- STUDY TEXT -
————————

However, patients and health workers continue to face considerable disruption one week on from the attack on the Health Service Executive.

There are cancellations across all outpatient services with urgent radiation patients being contacted directly about their appointments and redirected to private hospitals for treatment.

Speaking on RTÉ's Morning Ireland today, Mr Donnelly said progress was made last night in getting some systems back in a number of voluntary hospitals.

This includes the National Integrated Medical Imaging System (NIMIS) radiology system, lab systems, and patient administration systems.

Mr Donnelly said radiation oncology "remains a problem" as disruption continues across many hospitals following the cyber attack.

While some machines are running, he said it is "not at the level" the HSE wants.

Meanwhile, technicians are checking the safety of a code sent by the hackers that may unlock the HSE's IT systems.

The HSE has said it now has a greater understanding of the scale and impact of the disruption last week's cyber attack has had on its IT and operational systems.

It said all elements of health services are affected, and a generalised slowing of clinical processes is capable of managing only lower volumes of activity.

In an affidavit to the High Court yesterday, MrReid said all HSE data is potentially compromised and the overall impact of the disruption on the HSE and patient care cannot be overstated.

There is no radiotherapy service currently operating at Beaumont, or St James's hospitals in Dublin, Galway University Hospital, and Cork University Hospital. There is limited radiotherapy services in St Luke's Hospital.

There are cancellations across all outpatient services, with daily outpatient services and scopes such as colonoscopies down by 70-80%, while chemotherapy and daily elective procedures are down by 50%.

————————

- SOURCE DATA -
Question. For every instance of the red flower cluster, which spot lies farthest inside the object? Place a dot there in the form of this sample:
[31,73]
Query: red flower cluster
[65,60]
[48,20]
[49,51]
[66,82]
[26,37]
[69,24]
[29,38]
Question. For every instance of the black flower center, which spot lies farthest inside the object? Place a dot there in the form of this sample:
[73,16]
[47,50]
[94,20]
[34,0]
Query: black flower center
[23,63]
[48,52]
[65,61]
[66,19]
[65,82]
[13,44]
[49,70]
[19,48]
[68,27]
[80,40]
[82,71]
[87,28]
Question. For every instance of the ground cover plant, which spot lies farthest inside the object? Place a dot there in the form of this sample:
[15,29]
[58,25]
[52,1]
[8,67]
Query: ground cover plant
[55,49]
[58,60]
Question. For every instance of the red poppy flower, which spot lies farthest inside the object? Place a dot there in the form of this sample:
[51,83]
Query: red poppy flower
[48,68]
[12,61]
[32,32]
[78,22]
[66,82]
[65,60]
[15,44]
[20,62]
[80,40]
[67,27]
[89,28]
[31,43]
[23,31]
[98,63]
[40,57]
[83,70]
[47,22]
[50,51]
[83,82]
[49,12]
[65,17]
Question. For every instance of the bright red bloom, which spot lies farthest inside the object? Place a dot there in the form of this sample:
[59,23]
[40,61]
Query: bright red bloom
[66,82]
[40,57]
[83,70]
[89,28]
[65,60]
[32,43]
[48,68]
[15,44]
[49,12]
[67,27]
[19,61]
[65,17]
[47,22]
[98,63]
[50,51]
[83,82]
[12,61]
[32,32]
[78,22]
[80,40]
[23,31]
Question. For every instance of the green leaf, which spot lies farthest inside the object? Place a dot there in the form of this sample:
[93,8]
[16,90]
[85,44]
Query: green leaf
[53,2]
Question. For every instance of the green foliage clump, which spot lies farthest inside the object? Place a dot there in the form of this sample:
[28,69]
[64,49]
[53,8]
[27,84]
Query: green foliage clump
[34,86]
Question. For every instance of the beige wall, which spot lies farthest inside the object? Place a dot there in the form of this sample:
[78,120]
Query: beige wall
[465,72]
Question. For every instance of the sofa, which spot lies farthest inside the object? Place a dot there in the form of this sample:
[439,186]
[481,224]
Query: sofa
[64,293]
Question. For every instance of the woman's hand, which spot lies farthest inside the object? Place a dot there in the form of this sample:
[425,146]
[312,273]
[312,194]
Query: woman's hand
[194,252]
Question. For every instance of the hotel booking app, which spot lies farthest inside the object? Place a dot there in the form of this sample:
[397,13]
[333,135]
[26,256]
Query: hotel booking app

————————

- AIM OF THE TASK -
Check each statement below against the article on the HSE cyber attack, answering yes or no and quoting the deciding words from the article.
1. A radiotherapy service is currently operating at Cork University Hospital.
2. Chemotherapy is down by 50%.
3. The NIMIS radiology system is among the systems brought back in some voluntary hospitals.

- ANSWER SPACE -
1. No: "There is no radiotherapy service currently operating at Beaumont, or St James's hospitals in Dublin, Galway University Hospital, and Cork University Hospital."
2. Yes: "while chemotherapy and daily elective procedures are down by 50%."
3. Yes: "This includes the National Integrated Medical Imaging System (NIMIS) radiology system"